What is required: Rewrite the rows, from the start of the rows through the line containing "[(90, 246)]" inclusive, as a JSON list of strings with one string per line and blank lines omitted. Leave the pictures out of the list.
* begin *
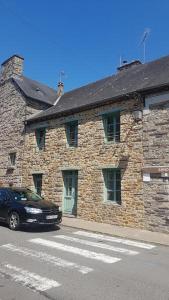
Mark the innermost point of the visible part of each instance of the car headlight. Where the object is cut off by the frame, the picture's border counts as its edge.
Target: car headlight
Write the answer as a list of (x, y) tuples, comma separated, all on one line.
[(32, 210)]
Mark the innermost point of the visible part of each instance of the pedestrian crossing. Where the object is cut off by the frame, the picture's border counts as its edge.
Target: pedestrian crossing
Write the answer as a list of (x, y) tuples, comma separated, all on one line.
[(90, 246)]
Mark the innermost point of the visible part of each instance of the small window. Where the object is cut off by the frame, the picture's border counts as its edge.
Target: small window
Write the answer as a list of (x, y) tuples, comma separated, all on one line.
[(72, 133), (111, 123), (40, 138), (112, 181), (37, 178), (12, 158)]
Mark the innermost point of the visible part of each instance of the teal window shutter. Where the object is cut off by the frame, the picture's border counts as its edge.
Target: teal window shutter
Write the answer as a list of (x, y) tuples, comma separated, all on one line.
[(111, 123), (40, 138), (37, 178), (72, 133), (112, 180)]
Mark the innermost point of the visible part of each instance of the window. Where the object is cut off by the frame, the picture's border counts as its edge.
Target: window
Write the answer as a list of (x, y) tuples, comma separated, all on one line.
[(112, 180), (3, 195), (12, 158), (111, 123), (72, 133), (37, 178), (40, 138)]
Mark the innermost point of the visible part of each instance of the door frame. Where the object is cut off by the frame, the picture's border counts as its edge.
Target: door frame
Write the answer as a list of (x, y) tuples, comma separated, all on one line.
[(75, 180)]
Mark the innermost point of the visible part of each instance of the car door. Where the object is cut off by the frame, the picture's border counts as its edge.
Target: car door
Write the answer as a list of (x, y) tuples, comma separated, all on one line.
[(3, 204)]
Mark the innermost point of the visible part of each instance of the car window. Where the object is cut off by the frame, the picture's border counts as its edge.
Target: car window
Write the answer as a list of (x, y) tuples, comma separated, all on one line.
[(3, 195), (25, 195)]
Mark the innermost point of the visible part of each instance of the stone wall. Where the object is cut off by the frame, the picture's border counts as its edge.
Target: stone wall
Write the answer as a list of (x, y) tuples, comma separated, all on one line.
[(14, 110), (12, 115), (156, 153), (89, 158)]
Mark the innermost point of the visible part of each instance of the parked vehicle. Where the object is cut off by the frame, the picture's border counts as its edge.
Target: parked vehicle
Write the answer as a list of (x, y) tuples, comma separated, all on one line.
[(22, 206)]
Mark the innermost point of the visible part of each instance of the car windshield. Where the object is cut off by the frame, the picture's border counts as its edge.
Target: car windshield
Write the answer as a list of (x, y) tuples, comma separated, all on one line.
[(26, 195)]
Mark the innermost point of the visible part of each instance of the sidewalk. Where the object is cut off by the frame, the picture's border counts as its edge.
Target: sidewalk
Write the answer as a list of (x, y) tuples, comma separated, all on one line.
[(124, 232)]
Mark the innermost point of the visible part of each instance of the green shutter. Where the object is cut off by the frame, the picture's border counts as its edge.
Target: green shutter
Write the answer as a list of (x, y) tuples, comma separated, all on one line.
[(111, 123), (40, 138), (112, 180), (72, 133)]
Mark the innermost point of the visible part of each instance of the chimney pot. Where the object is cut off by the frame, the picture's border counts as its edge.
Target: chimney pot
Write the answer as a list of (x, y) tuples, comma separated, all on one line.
[(12, 67), (60, 90)]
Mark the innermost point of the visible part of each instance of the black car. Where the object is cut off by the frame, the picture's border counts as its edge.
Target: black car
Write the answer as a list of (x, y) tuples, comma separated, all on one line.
[(23, 206)]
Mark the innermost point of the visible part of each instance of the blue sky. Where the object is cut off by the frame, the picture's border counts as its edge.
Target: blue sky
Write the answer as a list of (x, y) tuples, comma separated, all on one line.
[(83, 38)]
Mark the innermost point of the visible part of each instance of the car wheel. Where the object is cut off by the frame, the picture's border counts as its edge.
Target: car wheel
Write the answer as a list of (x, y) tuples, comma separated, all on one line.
[(14, 221)]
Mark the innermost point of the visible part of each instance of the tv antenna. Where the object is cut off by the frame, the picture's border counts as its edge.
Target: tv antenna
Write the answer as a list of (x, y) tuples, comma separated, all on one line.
[(143, 42), (61, 75)]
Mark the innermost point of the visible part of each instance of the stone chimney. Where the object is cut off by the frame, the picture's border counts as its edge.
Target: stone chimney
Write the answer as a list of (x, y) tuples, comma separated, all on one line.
[(127, 65), (60, 90), (12, 67)]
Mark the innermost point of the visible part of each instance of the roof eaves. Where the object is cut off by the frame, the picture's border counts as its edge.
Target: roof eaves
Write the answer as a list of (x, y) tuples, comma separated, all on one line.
[(29, 97), (99, 103)]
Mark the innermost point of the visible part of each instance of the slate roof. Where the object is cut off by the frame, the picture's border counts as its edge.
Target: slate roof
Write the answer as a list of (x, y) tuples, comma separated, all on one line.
[(35, 90), (138, 78)]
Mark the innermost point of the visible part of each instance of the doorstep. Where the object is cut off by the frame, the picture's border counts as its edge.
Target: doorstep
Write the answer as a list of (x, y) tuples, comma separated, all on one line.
[(124, 232)]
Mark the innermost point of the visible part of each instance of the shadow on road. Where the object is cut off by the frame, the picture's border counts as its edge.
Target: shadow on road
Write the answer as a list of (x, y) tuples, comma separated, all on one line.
[(34, 228)]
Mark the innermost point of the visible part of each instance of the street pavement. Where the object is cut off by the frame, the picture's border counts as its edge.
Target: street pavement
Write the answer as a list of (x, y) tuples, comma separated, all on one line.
[(73, 264)]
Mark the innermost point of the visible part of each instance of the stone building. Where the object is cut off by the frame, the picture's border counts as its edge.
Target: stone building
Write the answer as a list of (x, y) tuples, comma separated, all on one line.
[(101, 151), (19, 98)]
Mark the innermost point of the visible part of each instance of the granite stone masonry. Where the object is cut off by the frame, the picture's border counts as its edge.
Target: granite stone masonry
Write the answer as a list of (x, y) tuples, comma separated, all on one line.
[(58, 143), (156, 153), (15, 108), (89, 159)]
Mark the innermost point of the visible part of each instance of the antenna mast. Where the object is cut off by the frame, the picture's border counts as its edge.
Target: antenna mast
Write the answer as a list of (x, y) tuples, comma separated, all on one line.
[(143, 42)]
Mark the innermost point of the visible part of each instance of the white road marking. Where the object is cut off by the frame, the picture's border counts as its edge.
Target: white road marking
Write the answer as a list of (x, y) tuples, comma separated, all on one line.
[(42, 256), (114, 239), (88, 254), (28, 279), (97, 245)]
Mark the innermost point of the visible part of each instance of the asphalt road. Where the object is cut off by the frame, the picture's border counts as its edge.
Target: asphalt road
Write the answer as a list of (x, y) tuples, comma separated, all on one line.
[(73, 265)]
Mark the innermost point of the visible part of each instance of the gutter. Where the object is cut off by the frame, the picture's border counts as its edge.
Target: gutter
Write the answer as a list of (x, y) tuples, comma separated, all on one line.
[(141, 92)]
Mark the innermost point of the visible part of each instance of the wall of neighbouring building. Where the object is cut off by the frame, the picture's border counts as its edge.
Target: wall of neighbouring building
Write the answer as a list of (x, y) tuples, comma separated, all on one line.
[(91, 155), (14, 109), (156, 160), (12, 114)]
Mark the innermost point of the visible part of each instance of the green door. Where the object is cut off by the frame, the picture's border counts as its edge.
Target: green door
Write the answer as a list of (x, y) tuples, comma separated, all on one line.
[(70, 192)]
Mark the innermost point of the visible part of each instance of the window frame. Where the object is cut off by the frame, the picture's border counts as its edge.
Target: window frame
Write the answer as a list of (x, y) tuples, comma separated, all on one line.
[(36, 179), (12, 159), (115, 135), (40, 145), (68, 125), (116, 191)]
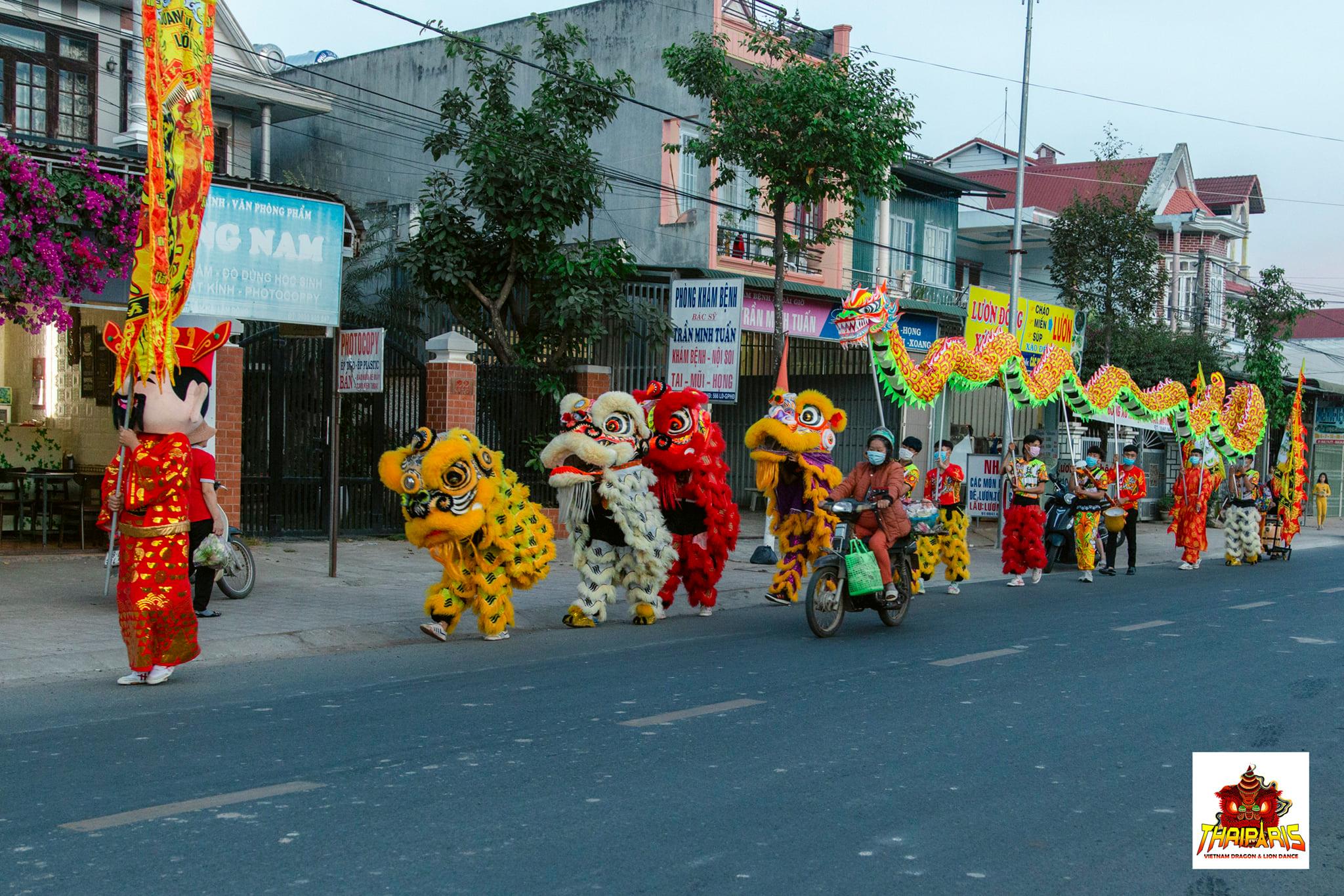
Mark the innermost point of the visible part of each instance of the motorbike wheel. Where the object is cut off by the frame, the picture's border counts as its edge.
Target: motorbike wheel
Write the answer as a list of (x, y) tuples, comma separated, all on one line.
[(826, 602), (240, 573), (1051, 555), (895, 615)]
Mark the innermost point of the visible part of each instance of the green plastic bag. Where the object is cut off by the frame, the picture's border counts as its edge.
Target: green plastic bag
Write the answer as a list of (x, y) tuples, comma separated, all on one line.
[(862, 569)]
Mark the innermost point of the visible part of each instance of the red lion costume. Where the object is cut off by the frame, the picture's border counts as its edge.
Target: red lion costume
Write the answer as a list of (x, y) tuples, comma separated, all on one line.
[(686, 453)]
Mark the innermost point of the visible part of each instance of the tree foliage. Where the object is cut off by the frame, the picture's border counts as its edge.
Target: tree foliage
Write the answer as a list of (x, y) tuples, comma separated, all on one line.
[(1263, 320), (810, 131), (1105, 258), (492, 232)]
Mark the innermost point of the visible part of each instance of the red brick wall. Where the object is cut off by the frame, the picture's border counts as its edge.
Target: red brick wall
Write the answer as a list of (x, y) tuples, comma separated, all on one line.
[(451, 397), (593, 382), (228, 399)]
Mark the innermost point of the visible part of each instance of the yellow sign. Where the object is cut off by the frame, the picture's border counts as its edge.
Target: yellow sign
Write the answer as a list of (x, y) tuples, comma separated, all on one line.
[(1040, 325)]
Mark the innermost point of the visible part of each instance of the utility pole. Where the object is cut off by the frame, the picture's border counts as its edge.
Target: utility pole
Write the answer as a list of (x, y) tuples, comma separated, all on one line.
[(1017, 251)]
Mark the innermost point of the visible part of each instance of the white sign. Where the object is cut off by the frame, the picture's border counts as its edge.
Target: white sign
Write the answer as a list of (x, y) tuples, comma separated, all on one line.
[(360, 360), (983, 485), (706, 344)]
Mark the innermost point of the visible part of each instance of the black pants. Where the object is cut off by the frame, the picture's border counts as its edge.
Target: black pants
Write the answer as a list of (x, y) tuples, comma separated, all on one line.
[(1113, 539), (202, 579)]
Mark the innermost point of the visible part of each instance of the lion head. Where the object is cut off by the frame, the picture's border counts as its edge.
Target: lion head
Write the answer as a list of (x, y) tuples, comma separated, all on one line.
[(448, 481), (596, 436)]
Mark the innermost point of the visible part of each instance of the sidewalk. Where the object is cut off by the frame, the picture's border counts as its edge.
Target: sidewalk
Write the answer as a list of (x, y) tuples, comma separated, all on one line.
[(54, 621)]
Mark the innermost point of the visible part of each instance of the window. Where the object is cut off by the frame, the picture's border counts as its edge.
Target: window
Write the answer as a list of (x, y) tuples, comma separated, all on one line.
[(902, 245), (49, 81), (690, 180), (937, 246)]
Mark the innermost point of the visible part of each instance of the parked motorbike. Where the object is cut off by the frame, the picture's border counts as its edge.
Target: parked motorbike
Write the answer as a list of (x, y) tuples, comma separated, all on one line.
[(828, 596), (1059, 524)]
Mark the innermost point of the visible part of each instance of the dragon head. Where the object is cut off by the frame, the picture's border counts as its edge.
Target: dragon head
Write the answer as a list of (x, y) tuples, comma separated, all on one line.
[(448, 481), (866, 314), (596, 436), (681, 425)]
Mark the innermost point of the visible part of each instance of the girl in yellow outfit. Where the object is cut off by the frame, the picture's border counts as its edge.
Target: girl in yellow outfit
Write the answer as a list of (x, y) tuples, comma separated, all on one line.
[(1092, 500), (942, 487), (1322, 491)]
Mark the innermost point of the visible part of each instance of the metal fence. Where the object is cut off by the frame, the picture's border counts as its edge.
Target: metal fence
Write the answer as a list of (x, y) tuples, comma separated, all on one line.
[(287, 437), (516, 419)]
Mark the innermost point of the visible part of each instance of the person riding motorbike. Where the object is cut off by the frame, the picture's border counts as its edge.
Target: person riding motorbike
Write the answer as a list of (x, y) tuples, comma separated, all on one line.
[(879, 480)]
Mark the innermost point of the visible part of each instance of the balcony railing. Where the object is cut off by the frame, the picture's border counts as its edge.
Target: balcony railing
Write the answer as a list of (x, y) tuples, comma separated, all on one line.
[(763, 14), (918, 292), (750, 246)]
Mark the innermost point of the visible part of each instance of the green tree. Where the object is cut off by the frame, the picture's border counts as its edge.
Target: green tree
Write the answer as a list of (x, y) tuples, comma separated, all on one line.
[(1104, 256), (1263, 320), (492, 233), (808, 129)]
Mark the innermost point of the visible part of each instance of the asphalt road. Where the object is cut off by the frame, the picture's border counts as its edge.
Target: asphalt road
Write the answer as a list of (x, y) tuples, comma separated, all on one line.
[(856, 765)]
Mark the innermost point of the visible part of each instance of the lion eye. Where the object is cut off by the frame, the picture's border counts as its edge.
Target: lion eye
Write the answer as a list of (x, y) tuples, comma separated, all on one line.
[(681, 424)]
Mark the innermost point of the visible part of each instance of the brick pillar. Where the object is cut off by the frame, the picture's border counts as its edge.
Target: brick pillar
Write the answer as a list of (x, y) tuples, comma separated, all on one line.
[(228, 399), (592, 380), (451, 383)]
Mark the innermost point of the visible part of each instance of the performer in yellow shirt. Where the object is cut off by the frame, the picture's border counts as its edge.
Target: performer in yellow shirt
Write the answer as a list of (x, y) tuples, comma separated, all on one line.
[(1322, 491)]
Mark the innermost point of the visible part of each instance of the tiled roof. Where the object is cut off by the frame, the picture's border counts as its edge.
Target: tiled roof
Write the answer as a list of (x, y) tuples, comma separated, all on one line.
[(1055, 187), (1322, 323), (1183, 201), (987, 146), (1223, 192)]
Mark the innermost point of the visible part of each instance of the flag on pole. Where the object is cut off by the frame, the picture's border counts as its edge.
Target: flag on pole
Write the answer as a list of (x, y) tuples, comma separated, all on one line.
[(179, 41), (1292, 466)]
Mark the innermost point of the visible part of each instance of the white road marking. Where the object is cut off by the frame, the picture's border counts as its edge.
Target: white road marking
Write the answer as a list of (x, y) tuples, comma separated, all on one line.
[(975, 657), (688, 714), (190, 805), (1144, 625)]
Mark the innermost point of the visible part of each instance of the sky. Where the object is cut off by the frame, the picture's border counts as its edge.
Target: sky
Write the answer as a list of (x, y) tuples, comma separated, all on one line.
[(1237, 61)]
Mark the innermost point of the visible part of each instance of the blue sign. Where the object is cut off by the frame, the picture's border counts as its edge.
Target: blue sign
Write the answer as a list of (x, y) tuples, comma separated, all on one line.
[(268, 257), (918, 331)]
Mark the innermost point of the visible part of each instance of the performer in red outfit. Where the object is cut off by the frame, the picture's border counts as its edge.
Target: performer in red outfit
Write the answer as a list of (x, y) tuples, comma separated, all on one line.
[(686, 453), (154, 594), (1192, 491)]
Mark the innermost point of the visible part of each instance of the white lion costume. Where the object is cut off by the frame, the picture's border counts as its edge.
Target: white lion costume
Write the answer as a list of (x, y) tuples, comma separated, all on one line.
[(609, 507)]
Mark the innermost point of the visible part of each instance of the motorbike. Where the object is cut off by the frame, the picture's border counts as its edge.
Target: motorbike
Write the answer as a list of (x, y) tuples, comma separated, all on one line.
[(828, 597), (1059, 524), (240, 574)]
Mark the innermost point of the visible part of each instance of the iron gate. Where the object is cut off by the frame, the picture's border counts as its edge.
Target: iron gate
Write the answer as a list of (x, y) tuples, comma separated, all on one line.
[(285, 436)]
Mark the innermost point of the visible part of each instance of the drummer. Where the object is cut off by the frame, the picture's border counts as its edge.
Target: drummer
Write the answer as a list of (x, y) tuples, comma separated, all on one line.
[(1133, 487)]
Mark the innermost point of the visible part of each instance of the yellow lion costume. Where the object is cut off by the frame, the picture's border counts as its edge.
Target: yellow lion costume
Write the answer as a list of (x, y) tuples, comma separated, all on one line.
[(478, 521)]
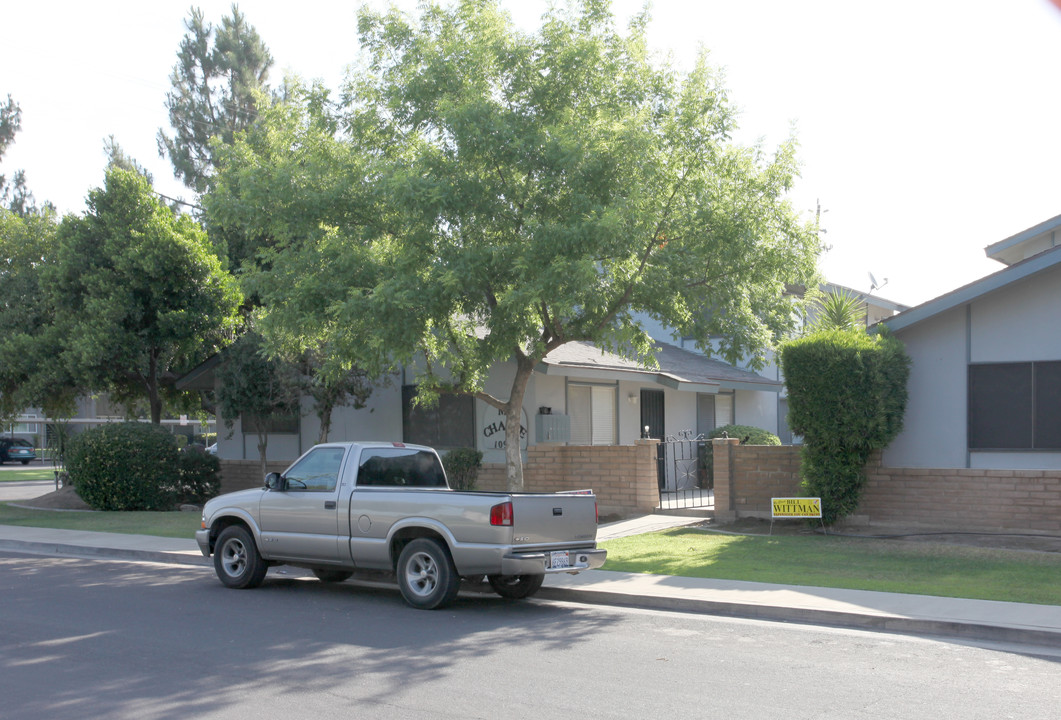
* end *
Written response:
[
  "Mark the innermost point of the visible part of each instance of the car headlight. Where the object is cut off by the frame, the picture's border counts as its edge.",
  "Target: car headlight",
  "Write the answer as a list of (x, y) tuples, comma separated, all on one line.",
  "[(32, 210)]",
  "Mark the innermost point of the visible part of each instance of the pedestrian crossing. Where the object is cut off by the frame, the picture's border counts as its edge.",
  "Target: pedestrian crossing",
  "Write the answer as a list of (x, y) tuples, comma separated, all on one line.",
  "[(90, 246)]"
]